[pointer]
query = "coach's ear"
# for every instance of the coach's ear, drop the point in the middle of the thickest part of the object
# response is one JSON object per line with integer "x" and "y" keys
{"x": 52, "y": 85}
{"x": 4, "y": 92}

-=-=-

Once more, write down the full material exactly as it appears.

TASK ANSWER:
[pointer]
query = "coach's ear"
# for every instance of the coach's ear, drop the point in the middle of the thickest part of the object
# response is one JSON object per line with integer "x" and "y" keys
{"x": 52, "y": 85}
{"x": 4, "y": 92}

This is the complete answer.